WHAT IS BEING ASKED:
Beginning with the line that contains "if you could find the shrub", transcribe every line down to the end of the entries, exactly, and no other lines.

Collected data entries
....

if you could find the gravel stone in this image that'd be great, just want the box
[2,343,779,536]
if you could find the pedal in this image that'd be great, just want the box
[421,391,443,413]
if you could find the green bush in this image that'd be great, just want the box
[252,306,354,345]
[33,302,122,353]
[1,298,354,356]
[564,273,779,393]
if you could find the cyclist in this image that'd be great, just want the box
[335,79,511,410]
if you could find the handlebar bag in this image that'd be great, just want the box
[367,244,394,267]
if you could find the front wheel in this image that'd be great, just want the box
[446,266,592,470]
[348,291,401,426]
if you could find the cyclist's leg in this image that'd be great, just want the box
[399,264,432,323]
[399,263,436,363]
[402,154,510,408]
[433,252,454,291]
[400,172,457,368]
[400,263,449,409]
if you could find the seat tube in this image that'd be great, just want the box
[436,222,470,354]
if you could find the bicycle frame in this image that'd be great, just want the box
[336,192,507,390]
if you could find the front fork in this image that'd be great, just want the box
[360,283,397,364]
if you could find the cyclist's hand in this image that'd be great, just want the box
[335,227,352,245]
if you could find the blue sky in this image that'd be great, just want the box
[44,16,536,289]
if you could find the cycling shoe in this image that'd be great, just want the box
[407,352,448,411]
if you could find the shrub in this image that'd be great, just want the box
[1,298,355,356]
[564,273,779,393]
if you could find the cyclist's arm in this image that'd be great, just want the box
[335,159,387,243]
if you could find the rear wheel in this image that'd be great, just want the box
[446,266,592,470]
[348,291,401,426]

....

ANSWER FOR THIS EXERCISE:
if you could find the shrub in this image that'd be great, just want the box
[1,298,355,356]
[564,273,779,393]
if you could find the cyclist's arm in this image that'd be great, just want the box
[335,159,387,243]
if you could find the rear wheel in this image that'd be great, just want the box
[446,266,592,470]
[348,291,401,426]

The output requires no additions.